**Task inputs:**
-- BEGIN --

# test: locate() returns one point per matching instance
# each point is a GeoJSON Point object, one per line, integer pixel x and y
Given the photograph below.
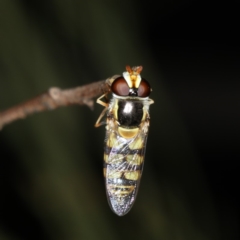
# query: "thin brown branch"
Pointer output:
{"type": "Point", "coordinates": [54, 98]}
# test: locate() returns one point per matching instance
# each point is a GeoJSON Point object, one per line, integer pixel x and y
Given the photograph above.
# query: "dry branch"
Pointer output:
{"type": "Point", "coordinates": [54, 98]}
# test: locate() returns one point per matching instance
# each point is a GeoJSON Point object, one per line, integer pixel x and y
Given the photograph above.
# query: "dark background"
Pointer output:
{"type": "Point", "coordinates": [51, 163]}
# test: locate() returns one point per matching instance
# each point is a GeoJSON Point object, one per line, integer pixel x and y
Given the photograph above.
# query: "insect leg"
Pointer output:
{"type": "Point", "coordinates": [99, 101]}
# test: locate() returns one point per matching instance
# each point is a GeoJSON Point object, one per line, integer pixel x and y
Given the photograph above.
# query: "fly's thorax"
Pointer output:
{"type": "Point", "coordinates": [129, 114]}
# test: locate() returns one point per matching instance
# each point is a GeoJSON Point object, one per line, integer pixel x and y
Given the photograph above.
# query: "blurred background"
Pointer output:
{"type": "Point", "coordinates": [51, 163]}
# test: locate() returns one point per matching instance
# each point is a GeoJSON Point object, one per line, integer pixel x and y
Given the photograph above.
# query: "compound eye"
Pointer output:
{"type": "Point", "coordinates": [120, 87]}
{"type": "Point", "coordinates": [144, 89]}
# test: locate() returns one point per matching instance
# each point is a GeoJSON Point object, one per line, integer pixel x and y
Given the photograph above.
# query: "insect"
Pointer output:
{"type": "Point", "coordinates": [126, 136]}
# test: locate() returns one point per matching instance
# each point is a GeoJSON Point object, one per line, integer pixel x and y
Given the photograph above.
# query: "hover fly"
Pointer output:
{"type": "Point", "coordinates": [126, 137]}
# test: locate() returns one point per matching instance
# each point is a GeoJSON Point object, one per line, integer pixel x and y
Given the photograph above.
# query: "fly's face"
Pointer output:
{"type": "Point", "coordinates": [126, 137]}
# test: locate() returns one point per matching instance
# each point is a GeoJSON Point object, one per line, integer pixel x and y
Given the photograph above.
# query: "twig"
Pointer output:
{"type": "Point", "coordinates": [54, 98]}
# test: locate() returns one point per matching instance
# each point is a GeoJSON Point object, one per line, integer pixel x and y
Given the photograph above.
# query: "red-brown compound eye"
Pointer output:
{"type": "Point", "coordinates": [144, 89]}
{"type": "Point", "coordinates": [120, 87]}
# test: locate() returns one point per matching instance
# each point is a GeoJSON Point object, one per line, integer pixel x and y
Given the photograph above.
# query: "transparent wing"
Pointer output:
{"type": "Point", "coordinates": [123, 165]}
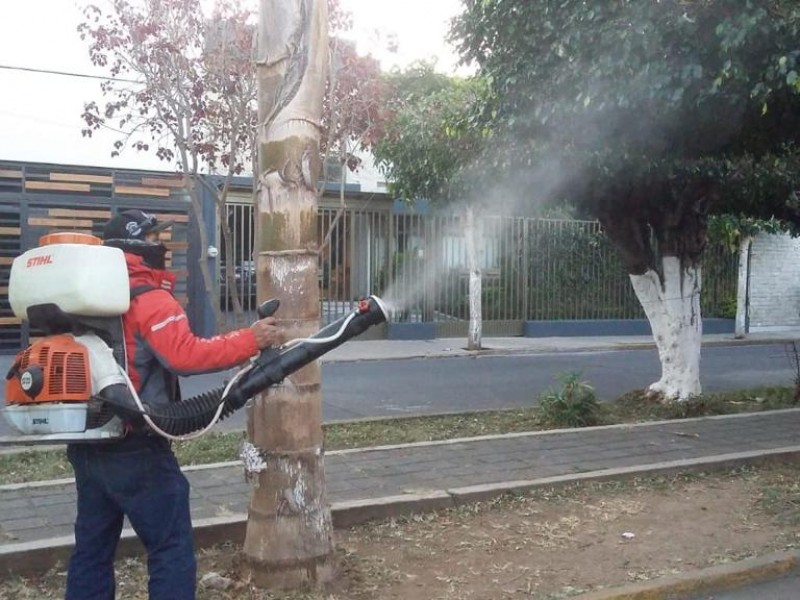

-- END --

**Exercise:**
Please pull out every line above that contains the string "compound", matching case exactly.

**Exercise solution:**
# query: "compound eye"
# query: "red-brown compound eye"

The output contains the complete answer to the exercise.